### Text excerpt
^^^^

Late Night Musings with Rosa 12.20

Perhaps my favorite video of Tom Petty singing my favorite acoustic version of “Walls.”  This has been a weekend so far, of thinking.  Good things have happened, bad things have happened, and I need time to reflect.

Right now I am taking things in, because I notice that I have not been noticing life around me as I should.  I have not been being mindful and I have not been introspective.  I have been selfish with my needs and wants, yet overly helpful to those around me — often reaching out further than I really should, and perhaps what they needed me to.

This little thing called life that is going on right now, this piece of the puzzle, this particular scratch in the record — it will pass.  It must.  It must.  It must.  What lies over the horizon I can’t even begin to predict, and I know that is part of what is killing me bit by bit.  I am a planner and an organizer and I want to know what is going to happen when and with who and (sometimes) the why or how of it.

All of this uncertainty, from things as small (ha!) as what do for Christmas as to if I will still miss DSB and not want to get my heart broken again in the new year to what my nephew will be like as he grows from a baby into a toddler to if I will ever be able to lose the weight I want to lose.

^^^^

### Dataset content
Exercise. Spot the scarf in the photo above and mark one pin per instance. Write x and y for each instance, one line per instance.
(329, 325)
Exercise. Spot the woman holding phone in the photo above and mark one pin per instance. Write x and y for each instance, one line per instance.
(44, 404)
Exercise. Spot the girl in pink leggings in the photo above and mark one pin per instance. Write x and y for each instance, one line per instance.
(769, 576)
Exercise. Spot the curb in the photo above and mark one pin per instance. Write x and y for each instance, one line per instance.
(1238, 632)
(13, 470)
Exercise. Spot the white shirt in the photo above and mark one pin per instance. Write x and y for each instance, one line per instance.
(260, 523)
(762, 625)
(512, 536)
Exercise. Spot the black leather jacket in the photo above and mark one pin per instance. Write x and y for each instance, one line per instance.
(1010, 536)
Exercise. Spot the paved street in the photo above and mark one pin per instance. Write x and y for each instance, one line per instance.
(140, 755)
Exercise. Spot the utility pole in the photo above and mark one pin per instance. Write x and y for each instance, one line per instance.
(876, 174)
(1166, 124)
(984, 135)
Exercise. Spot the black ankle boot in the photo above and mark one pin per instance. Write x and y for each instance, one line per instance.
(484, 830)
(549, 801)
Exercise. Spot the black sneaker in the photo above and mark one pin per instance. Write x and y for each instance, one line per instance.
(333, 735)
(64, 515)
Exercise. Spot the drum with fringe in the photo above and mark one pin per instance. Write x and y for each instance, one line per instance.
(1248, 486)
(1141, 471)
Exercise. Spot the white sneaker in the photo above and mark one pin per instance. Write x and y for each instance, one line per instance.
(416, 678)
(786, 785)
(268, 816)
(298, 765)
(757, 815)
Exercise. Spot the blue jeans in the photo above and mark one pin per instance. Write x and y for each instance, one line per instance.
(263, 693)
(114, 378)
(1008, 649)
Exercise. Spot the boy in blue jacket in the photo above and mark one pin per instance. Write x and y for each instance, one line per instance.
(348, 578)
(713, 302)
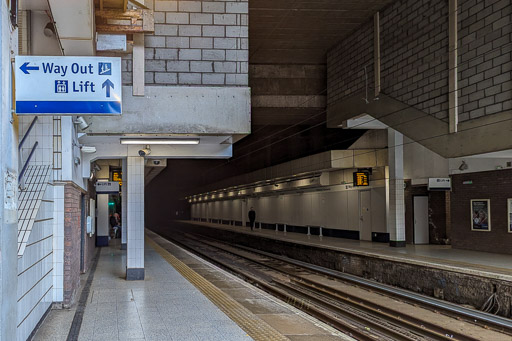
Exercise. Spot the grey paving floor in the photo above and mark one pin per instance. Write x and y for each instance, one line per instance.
(163, 307)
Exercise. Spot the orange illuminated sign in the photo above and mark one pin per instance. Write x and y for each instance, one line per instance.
(118, 176)
(361, 179)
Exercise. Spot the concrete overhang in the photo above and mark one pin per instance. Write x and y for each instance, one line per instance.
(179, 110)
(482, 135)
(110, 147)
(74, 20)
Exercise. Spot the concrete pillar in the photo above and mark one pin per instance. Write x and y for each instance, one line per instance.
(124, 205)
(395, 192)
(8, 186)
(135, 218)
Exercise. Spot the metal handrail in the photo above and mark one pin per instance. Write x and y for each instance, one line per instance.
(28, 160)
(28, 132)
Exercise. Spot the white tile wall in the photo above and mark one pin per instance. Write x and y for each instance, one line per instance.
(42, 132)
(29, 201)
(35, 269)
(135, 212)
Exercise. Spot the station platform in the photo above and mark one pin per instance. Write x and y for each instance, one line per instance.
(458, 276)
(443, 257)
(181, 298)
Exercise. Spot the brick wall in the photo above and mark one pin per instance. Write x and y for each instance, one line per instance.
(484, 56)
(414, 57)
(493, 185)
(196, 43)
(72, 229)
(346, 62)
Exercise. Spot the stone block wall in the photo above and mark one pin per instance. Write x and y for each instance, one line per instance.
(196, 43)
(414, 57)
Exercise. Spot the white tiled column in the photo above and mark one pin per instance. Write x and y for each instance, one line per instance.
(58, 243)
(135, 218)
(124, 204)
(396, 203)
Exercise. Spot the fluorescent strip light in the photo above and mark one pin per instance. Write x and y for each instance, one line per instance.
(159, 141)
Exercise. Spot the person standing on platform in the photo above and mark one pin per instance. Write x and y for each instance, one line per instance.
(252, 217)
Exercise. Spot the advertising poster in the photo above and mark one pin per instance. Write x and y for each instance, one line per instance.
(480, 215)
(509, 211)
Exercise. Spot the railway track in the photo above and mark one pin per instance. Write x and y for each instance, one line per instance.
(313, 290)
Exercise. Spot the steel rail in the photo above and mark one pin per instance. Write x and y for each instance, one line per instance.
(419, 326)
(345, 326)
(390, 323)
(470, 314)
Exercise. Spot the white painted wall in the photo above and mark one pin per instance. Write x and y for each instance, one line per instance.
(70, 150)
(481, 164)
(335, 209)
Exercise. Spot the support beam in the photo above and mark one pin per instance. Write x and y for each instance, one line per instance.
(376, 53)
(124, 204)
(135, 219)
(453, 67)
(395, 183)
(138, 64)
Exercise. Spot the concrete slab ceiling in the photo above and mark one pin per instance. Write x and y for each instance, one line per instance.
(301, 31)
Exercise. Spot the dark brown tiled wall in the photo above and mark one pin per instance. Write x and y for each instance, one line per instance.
(72, 216)
(493, 185)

^^^^

### Task set
(a) In the late-night musings post:
(i) Whose singing is in the video of "Walls" that the writer mentions?
(ii) What two words does the writer use to describe themself when explaining the wish to know what will happen?
(iii) Into what will the writer's nephew grow, according to the post?
(b) How would you carry on the late-night musings post from where it stops?
The records have nothing to do with the text.

### Answers for the exercise
(a)
(i) Tom Petty's
(ii) A planner and an organizer
(iii) A toddler, growing from a baby

(b)
And when?  And how?  And why?

It occurs to me now, as I sit typing this, how I have once again slipped into willfulness and am not letting mindfulness and patience and simple observation take me down the path I was meant to be on.  I am trying to control things that I have no control over, I am trying to change things that cannot or will not change, I am beating my head against a brick wall and wondering why I have a headache.

When I feel really bad, as I have for the last while (but not so much anymore), I tend to stop doing all of the things that make me feel better and that make me the Rosa that people like to be around.  I don’t particularly think that I am that Rosa right now to all people, but I know I am really enjoying my dad and my sister.

I fully admit that I can be hard to be around, that I can be too intense or too sad or anxious or too demanding.  Not everyone sees it that way, however; I can think of two people right off the top of my head that I intrinsically know don’t feel that way, that want my company.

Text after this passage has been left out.